TASK REQUIREMENTS:
Exclude the pictures and reproduce the remaining data exactly as written.

ENTRIES SUPPLIED:
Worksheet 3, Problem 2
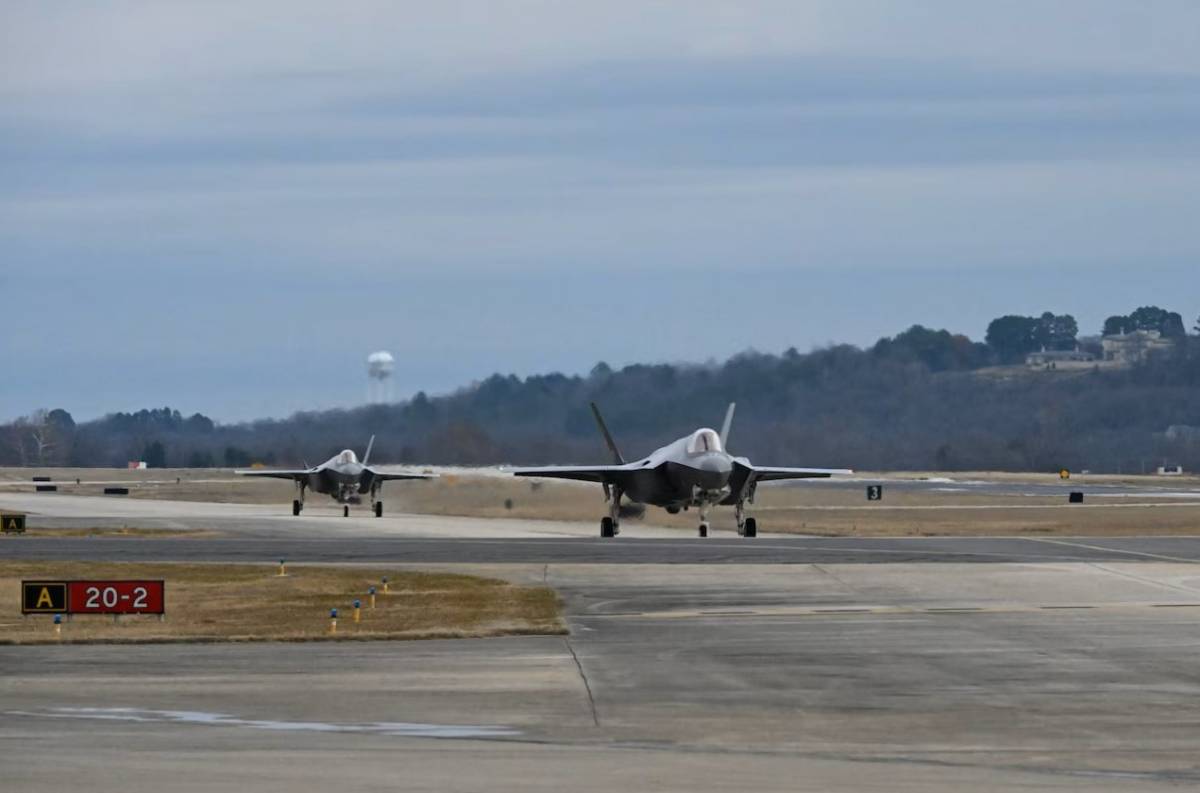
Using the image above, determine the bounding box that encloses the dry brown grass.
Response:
[0,562,564,645]
[20,527,220,538]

ANSWER BOX:
Worksheet 3, Problem 2
Using the image above, determine the bounding box that encloses the dry brown grass.
Response:
[0,562,564,645]
[20,527,220,538]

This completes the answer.